==== Text ====

In a science known as biometrics, physical or behavioral characteristics are used for personal identification. Arun Ross, a professor at West Virginia University, explains that the sclera of the eye is another biometric trait that can be used, an idea he researched and patented. “Science of Innovation” is produced in partnership with the National Science Foundation and the United States Patent and Trademark Office.
Science of Innovation- Biometrics
ANN CURRY, reporting:
From the combat zone to the corporate office, from the airport to the ATM - knowing who's really who is a big security concern. Traditionally, a person might enter a password or pull out a driver's license or passport as proof of identity. But increasingly, identification and authentication can also require an eye scan or a well-placed hand.
CHRISTOPHER ROBISON (West Virginia University): Go ahead and turn.
CURRY: It's a science known as biometrics, recognizing individuals based on their physical or behavioral characteristics. The structure of the face, the geometrics of the hand, the ridges of a fingerprint, the patterns in an iris - every person carries multiple human traits that are a unique form of personal identification.

====

• _Directive 1_: According to the biometrics text, which part of the eye did Arun Ross research and patent as a biometric trait?

==== Provided records ====

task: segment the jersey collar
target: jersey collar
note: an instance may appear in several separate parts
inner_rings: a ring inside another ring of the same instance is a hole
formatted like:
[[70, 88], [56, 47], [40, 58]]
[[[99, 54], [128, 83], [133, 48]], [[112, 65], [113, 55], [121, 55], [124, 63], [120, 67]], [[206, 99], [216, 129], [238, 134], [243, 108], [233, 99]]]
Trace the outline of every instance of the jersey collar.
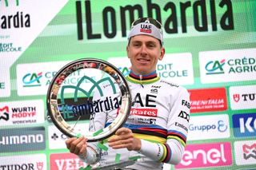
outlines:
[[157, 71], [154, 70], [147, 75], [135, 74], [130, 70], [129, 75], [126, 77], [129, 81], [136, 84], [150, 84], [158, 81], [160, 77], [158, 77]]

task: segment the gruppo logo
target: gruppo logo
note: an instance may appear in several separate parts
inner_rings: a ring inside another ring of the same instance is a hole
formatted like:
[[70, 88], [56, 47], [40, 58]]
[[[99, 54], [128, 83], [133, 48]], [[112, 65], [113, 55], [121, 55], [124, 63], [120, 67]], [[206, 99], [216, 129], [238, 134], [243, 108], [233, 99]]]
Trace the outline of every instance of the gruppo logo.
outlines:
[[42, 72], [26, 74], [22, 78], [23, 87], [41, 86], [42, 74]]
[[230, 87], [231, 109], [256, 109], [256, 85]]
[[232, 116], [235, 137], [256, 136], [256, 113], [234, 114]]
[[256, 49], [199, 52], [202, 83], [256, 80]]
[[235, 141], [234, 148], [238, 165], [256, 164], [256, 140]]
[[225, 65], [225, 59], [221, 61], [210, 61], [206, 65], [206, 74], [218, 74], [224, 73], [223, 66]]
[[231, 151], [229, 142], [188, 144], [181, 163], [175, 168], [229, 166], [232, 164]]

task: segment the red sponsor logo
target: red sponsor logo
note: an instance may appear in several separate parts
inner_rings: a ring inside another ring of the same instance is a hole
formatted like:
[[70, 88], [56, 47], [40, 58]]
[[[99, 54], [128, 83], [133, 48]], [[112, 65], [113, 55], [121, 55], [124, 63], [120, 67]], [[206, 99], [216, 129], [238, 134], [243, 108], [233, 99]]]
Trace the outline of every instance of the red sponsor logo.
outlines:
[[87, 165], [73, 153], [56, 153], [50, 156], [50, 169], [78, 170]]
[[231, 151], [229, 142], [187, 145], [182, 160], [175, 168], [230, 166]]
[[190, 112], [224, 111], [227, 109], [225, 88], [189, 89], [190, 93]]
[[233, 99], [235, 102], [238, 102], [240, 101], [239, 94], [233, 94]]

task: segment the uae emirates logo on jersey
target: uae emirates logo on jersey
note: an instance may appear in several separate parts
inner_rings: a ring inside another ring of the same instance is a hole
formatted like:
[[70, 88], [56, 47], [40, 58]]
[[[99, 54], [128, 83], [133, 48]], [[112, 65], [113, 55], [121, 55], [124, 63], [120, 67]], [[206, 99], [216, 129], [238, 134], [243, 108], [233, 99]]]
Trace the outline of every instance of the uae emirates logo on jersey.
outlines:
[[142, 33], [151, 34], [151, 32], [152, 32], [151, 29], [152, 29], [151, 26], [149, 26], [147, 24], [142, 24], [140, 31]]

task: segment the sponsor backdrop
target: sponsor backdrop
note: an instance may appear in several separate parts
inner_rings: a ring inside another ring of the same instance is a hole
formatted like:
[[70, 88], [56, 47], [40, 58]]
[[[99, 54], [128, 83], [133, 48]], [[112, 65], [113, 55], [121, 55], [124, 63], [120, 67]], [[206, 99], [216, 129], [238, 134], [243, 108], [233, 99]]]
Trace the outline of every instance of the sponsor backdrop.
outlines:
[[164, 168], [255, 168], [256, 1], [0, 0], [0, 169], [86, 166], [47, 119], [48, 85], [83, 57], [127, 75], [127, 33], [142, 16], [163, 25], [158, 75], [190, 93], [184, 156]]

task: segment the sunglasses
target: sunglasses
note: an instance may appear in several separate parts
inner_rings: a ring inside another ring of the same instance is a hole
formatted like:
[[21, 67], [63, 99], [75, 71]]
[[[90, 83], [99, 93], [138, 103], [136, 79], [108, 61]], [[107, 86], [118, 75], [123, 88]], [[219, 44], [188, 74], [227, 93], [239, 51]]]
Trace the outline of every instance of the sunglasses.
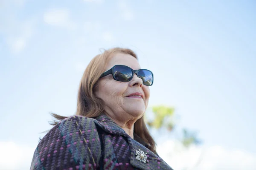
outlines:
[[120, 82], [129, 82], [135, 74], [138, 77], [142, 79], [143, 85], [151, 86], [154, 80], [153, 73], [147, 69], [134, 70], [126, 65], [116, 65], [108, 71], [102, 73], [100, 78], [111, 74], [113, 78]]

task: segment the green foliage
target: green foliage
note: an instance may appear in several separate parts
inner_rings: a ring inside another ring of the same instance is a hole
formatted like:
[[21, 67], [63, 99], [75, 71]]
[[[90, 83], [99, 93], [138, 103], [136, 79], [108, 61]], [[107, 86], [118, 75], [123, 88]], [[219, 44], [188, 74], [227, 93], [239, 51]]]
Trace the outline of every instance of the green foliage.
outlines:
[[[174, 120], [174, 108], [163, 105], [153, 107], [152, 110], [154, 119], [146, 121], [148, 125], [151, 128], [159, 129], [163, 128], [169, 132], [172, 131], [175, 126]], [[201, 142], [197, 137], [197, 134], [190, 132], [186, 129], [183, 130], [183, 136], [180, 142], [185, 147], [189, 147], [192, 144], [199, 144]]]
[[195, 132], [189, 132], [186, 129], [183, 129], [183, 136], [181, 140], [181, 142], [183, 145], [186, 147], [188, 147], [192, 144], [198, 144], [201, 142], [198, 139], [197, 134]]
[[147, 122], [148, 126], [157, 129], [164, 127], [169, 131], [172, 130], [174, 127], [173, 121], [174, 108], [163, 105], [157, 106], [153, 107], [152, 111], [154, 118], [153, 121]]

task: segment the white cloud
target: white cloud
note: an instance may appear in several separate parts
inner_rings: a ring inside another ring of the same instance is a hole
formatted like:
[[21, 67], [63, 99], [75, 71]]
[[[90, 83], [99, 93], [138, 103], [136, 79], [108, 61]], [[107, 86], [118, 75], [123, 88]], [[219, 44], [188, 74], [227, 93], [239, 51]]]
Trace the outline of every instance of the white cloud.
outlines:
[[113, 42], [114, 40], [114, 38], [112, 35], [109, 32], [106, 31], [102, 35], [103, 40], [108, 42]]
[[[35, 33], [37, 22], [36, 18], [32, 18], [20, 23], [14, 22], [9, 28], [12, 31], [6, 30], [7, 44], [13, 53], [19, 53], [27, 46]], [[6, 26], [5, 28], [7, 30], [9, 27]]]
[[13, 142], [0, 142], [0, 170], [28, 170], [35, 148]]
[[[206, 148], [194, 146], [187, 149], [177, 142], [169, 141], [160, 145], [157, 151], [175, 170], [249, 170], [256, 167], [256, 155], [239, 150], [228, 150], [219, 146]], [[198, 166], [195, 166], [198, 162]]]
[[100, 24], [98, 22], [86, 22], [84, 23], [84, 29], [87, 32], [99, 32], [101, 28]]
[[121, 13], [121, 16], [123, 19], [127, 20], [133, 20], [134, 13], [129, 7], [126, 0], [119, 0], [117, 6]]
[[82, 62], [77, 62], [75, 65], [76, 70], [79, 72], [83, 73], [85, 70], [87, 65]]
[[70, 12], [67, 9], [51, 9], [45, 12], [44, 20], [53, 26], [71, 29], [76, 28], [76, 24], [71, 21]]
[[95, 3], [99, 4], [102, 4], [104, 2], [104, 0], [84, 0], [84, 1], [89, 3]]

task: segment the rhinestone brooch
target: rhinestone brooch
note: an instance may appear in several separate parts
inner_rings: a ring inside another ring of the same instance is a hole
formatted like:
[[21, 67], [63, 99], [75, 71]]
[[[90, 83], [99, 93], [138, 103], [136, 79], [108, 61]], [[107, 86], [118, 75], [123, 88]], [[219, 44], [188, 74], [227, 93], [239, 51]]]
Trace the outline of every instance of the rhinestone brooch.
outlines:
[[147, 156], [147, 155], [146, 155], [143, 151], [139, 149], [139, 150], [136, 150], [136, 155], [137, 156], [135, 159], [138, 159], [139, 161], [143, 163], [148, 162], [148, 161], [147, 159], [148, 156]]

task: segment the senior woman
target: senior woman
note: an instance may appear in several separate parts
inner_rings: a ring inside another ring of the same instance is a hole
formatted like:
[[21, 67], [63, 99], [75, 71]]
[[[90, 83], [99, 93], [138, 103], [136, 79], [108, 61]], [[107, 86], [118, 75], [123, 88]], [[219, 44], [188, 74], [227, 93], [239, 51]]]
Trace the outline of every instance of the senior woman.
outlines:
[[53, 114], [59, 121], [39, 142], [31, 169], [172, 170], [143, 119], [153, 82], [130, 49], [96, 56], [82, 77], [76, 115]]

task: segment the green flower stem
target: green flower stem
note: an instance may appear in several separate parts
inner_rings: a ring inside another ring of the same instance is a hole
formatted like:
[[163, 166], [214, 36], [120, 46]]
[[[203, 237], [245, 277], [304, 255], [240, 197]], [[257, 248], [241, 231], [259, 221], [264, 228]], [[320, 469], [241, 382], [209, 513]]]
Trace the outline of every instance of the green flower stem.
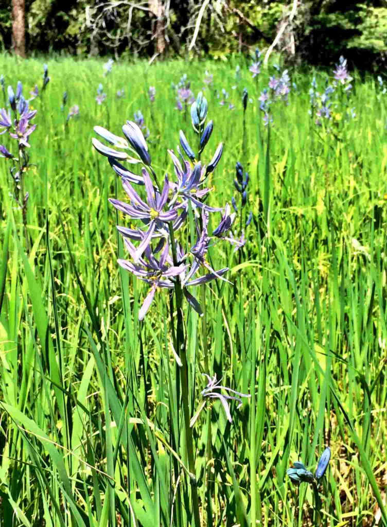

====

• _Directive 2_: In the labeled region rows, rewrite the lines starting with the line with "task: segment the white cloud" and going on through the line with "40], [108, 42]]", putting "gray cloud" in place of "white cloud" and leaving everything else unchanged.

• _Full solution 1_: The sclera.

• _Full solution 2_:
task: segment the gray cloud
target: gray cloud
note: an instance may appear in several separate parts
inner_rings: a ring inside another ring of the same instance is a hole
formatted like:
[[21, 67], [63, 99], [75, 71]]
[[[90, 83], [99, 93], [138, 103], [136, 79], [108, 61]], [[107, 86], [118, 75], [123, 88]], [[219, 44], [188, 74], [227, 93], [239, 51]]]
Trace the outline of every instance of the gray cloud.
outlines:
[[113, 42], [114, 40], [114, 38], [112, 35], [109, 32], [106, 31], [102, 35], [103, 40], [108, 42]]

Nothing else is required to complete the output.